— Document excerpt —
Ren Jianxin (; born August 1925) is a Chinese retired lawyer, judge, and politician. He served as President of the Supreme People's Court from 1988 to 1998.

Early life
Ren Jianxin was born in Xiangfen County, Shanxi Province in 1925. From 1946 to 1948 he studied at Peking University. From 1949 to 1959 he was a clerk in the Communist Party of China's key decision-making bodies: the Central Committee's Political Science and Law Committee, the State Council Bureau of Legislative Affairs and the Office of the State Council.

Career
In 1959 Ren Jianxin became Secretary-General of the Foreign Economic and Trade Arbitration Commission, where he stayed until 1966.
From 1971 to 1981 he was the Director of Legal Affairs in the China Council for the Promotion of International Trade, and Secretary-General in its Maritime Arbitration Commission, before becoming the council's vice-president in 1983. 
In 1983 he entered the Supreme People's Court of China; first started as vice-president for 5 years until 1988, and then President for the next 10 years from 1988 to 1998. It was during this time that he also advanced in the Communist Party of China, and was chosen to become a member of the Secretariat of the CPC Central Committee (1983-1992) and later also its Central Political and Legislative Committee respectively, from 1992 to 1997. In 1995, he signed the Beijing Statement of Principles of the Independence of the Judiciary.

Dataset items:
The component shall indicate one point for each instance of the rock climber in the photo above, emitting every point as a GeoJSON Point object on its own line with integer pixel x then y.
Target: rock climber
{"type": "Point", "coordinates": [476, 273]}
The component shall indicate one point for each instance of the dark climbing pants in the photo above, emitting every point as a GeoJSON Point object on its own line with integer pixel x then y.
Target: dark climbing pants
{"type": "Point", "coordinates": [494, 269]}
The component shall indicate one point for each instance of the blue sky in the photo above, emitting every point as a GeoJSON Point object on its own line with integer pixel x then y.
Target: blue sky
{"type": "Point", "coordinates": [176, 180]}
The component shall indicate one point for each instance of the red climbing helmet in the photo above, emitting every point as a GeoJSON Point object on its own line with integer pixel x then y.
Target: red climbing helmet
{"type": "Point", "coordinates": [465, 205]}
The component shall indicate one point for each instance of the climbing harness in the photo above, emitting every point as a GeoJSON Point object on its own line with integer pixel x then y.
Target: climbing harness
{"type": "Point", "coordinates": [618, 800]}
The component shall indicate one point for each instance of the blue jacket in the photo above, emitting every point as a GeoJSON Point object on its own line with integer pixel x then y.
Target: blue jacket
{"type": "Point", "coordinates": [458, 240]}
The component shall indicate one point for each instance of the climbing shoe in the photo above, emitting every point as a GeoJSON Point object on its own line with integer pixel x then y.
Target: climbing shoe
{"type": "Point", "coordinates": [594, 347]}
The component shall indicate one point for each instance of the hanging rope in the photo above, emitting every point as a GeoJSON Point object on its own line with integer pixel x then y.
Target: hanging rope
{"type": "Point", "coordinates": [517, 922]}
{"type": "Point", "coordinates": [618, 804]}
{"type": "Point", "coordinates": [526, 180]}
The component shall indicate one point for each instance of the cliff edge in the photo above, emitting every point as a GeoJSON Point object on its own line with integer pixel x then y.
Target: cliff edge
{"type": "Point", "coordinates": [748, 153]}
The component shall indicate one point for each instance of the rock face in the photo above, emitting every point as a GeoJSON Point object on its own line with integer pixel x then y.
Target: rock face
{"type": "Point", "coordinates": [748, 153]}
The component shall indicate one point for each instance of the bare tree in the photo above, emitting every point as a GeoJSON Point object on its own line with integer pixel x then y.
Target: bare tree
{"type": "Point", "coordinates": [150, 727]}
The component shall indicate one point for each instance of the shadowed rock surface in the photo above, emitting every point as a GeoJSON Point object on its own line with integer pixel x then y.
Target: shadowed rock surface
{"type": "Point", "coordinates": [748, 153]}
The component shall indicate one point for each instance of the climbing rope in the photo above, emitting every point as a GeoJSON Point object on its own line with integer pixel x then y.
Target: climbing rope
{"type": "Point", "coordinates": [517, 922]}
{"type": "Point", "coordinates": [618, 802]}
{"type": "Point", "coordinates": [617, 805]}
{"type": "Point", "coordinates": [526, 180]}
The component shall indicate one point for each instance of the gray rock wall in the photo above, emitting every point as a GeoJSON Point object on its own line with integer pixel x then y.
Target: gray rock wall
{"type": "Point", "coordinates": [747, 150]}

==

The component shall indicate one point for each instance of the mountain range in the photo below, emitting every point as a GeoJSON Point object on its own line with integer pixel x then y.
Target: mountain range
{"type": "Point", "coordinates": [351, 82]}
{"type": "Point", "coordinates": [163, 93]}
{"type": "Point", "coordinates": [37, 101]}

— Your task —
According to the biography of Ren Jianxin, what document did he sign in 1995? The entries were drawn from a different source than the text.

— Written answer —
He signed the Beijing Statement of Principles of the Independence of the Judiciary.